[Data records]
-.-.-

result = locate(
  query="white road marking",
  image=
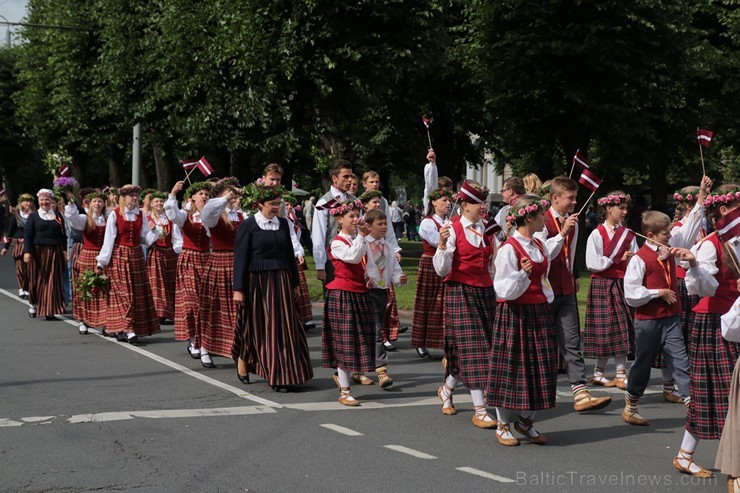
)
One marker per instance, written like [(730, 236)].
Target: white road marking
[(409, 451), (484, 474), (342, 430)]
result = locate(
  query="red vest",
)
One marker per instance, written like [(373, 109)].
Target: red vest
[(726, 293), (616, 271), (347, 277), (469, 263), (129, 232), (534, 293), (655, 278), (560, 277)]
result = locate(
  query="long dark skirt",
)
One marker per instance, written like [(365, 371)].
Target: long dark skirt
[(269, 337)]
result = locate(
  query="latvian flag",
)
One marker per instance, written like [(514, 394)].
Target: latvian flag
[(589, 180), (704, 136), (205, 167)]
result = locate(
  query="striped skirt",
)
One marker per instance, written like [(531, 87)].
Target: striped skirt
[(217, 315), (348, 335), (45, 273), (469, 313), (269, 337), (191, 266), (93, 312), (427, 327), (524, 358), (130, 296), (711, 361), (161, 267), (609, 331)]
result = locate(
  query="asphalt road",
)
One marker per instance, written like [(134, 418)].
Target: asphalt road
[(86, 413)]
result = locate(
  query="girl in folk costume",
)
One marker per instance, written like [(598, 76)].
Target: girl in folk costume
[(711, 357), (464, 258), (161, 260), (191, 263), (609, 331), (92, 312), (427, 327), (15, 233), (131, 313), (45, 252), (270, 339), (524, 353), (348, 338), (217, 316)]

-.-.-

## WRITTEN PROBLEM
Return the whole listing above line for line and unchanged, but leave out the picture.

## COMPLETE ANSWER
result = locate(
  query="white road marking",
  image=
)
One marker per instance, written like [(730, 236)].
Target: white road marking
[(409, 451), (484, 474), (342, 430)]
result = locate(
  query="red vest",
)
One marker per instance, written like [(373, 109)].
Target: red vest
[(726, 293), (616, 271), (347, 277), (469, 263), (129, 232), (534, 293), (655, 278), (560, 277)]
result = locate(
  query="long dark skirt",
)
One marker per instance, written like [(365, 371)].
Target: long dark skirt
[(269, 337)]
result = locate(
  query="latvian flag",
)
One marker per instance, written like [(514, 394)].
Target: latvian flag
[(589, 180), (704, 136), (205, 167)]
result = locate(
  query="striped skirt",
)
One marker per instance, written like [(531, 87)].
Target: striped skirt
[(217, 315), (348, 335), (45, 273), (469, 313), (269, 337), (191, 266), (93, 312), (427, 327), (524, 358), (130, 296), (711, 361), (161, 267), (609, 331)]
result = locate(
  query="asphalt road",
)
One marker per instance, written like [(134, 418)].
Target: asphalt road
[(86, 413)]
result = locate(
  query="girl in folk costume",
)
One marker per instance, written like [(598, 76)].
Target: girl in folk costume
[(711, 357), (464, 258), (161, 260), (191, 263), (609, 331), (92, 312), (427, 327), (15, 233), (131, 313), (45, 252), (270, 339), (524, 353), (348, 338), (217, 316)]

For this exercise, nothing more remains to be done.